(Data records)

──────

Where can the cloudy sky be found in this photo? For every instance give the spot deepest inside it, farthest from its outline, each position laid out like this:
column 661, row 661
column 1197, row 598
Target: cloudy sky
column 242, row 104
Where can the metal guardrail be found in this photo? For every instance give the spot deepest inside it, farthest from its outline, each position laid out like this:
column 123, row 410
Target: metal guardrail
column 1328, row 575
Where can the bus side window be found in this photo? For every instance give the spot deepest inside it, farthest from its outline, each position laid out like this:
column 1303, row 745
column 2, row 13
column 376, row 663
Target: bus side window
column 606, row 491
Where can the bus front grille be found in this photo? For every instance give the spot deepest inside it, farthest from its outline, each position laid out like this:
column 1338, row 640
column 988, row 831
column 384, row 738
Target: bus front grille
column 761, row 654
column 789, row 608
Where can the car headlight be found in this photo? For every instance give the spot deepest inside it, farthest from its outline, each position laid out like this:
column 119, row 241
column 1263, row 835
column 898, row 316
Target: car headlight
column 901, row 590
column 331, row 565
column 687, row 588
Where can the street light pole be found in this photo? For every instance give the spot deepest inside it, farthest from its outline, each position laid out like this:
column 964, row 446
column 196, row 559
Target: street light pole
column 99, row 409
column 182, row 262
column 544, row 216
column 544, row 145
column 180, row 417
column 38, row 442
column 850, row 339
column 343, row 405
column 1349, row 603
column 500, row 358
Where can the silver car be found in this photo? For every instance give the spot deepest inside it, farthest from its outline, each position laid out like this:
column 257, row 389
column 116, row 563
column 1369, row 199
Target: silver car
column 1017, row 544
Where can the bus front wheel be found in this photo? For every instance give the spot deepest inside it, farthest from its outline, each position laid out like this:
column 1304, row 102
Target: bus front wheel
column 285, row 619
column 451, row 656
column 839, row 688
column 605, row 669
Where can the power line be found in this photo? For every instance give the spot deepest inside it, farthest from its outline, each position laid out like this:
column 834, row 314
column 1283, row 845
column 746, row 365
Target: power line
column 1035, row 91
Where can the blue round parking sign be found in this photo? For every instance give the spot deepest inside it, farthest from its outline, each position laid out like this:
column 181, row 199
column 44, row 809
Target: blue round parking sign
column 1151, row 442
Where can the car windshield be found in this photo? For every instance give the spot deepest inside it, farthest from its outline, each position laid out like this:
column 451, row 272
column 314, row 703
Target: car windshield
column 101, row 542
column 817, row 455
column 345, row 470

──────

WHAT IS ASKED: Copy each record from above without leaving any out.

ANSWER IN FULL:
Where can the cloudy sky be found in this photo? For every instance give the spot deepest inside it, farthest from its outline, each position laid out like this:
column 661, row 661
column 1197, row 598
Target: cloudy sky
column 242, row 104
Where can the metal guardrail be found in this photo? For every instance give the spot deepest inside it, farthest from its outline, each position laid out like this:
column 123, row 410
Target: metal guardrail
column 1328, row 575
Where can the bus side window be found in this photo? For every instance give the spot deepest inside it, farthest from its outline, each position laid out like this:
column 1303, row 745
column 2, row 13
column 376, row 663
Target: bus side window
column 606, row 491
Where can the bus front grille be found in this photo? For every instance give the spot deepest inside it, farthest from its outline, each position laid out like this:
column 1338, row 640
column 988, row 831
column 384, row 738
Target: bus front grille
column 761, row 654
column 789, row 608
Where can the car headlight be found in this photo? For every instance give the spot deepest inside it, farthest from its outline, each position laid out like this:
column 119, row 241
column 1263, row 835
column 898, row 316
Target: car headlight
column 901, row 590
column 331, row 565
column 687, row 588
Where can the street light pole be found in this photo? For every instance give the spot deepest inside it, farthest from its outline, each position laid out like this:
column 964, row 446
column 196, row 559
Target: street light pole
column 99, row 409
column 182, row 262
column 544, row 216
column 544, row 145
column 180, row 417
column 38, row 442
column 850, row 339
column 343, row 405
column 1349, row 603
column 500, row 358
Where can the silver car be found in this photo? For every instance give the spot deepest inside it, farthest from its outline, each position laid out like this:
column 257, row 389
column 116, row 563
column 1369, row 199
Target: silver car
column 1017, row 544
Where can the bus front wheel be found in this photo? For every instance give the spot deepest inside it, farthest from its outline, each position laid out like this:
column 1304, row 102
Target: bus front wheel
column 285, row 619
column 451, row 656
column 839, row 688
column 605, row 669
Where can the power line be found in this photo? For every instance give the spot deepest inside it, farthest from its outline, each position laid out like this:
column 834, row 314
column 1283, row 845
column 746, row 365
Target: power line
column 1035, row 91
Where can the blue round parking sign be found in this photo? For every instance give the spot deepest inside it, farthest from its outline, each position laid out like this:
column 181, row 199
column 44, row 809
Target: blue round parking sign
column 1151, row 442
Where can the car windshield be found in this photo? For every instance give the spot deepest inside it, farthest from its outline, each position laid out like this:
column 451, row 272
column 314, row 703
Target: car windshield
column 101, row 542
column 817, row 455
column 345, row 470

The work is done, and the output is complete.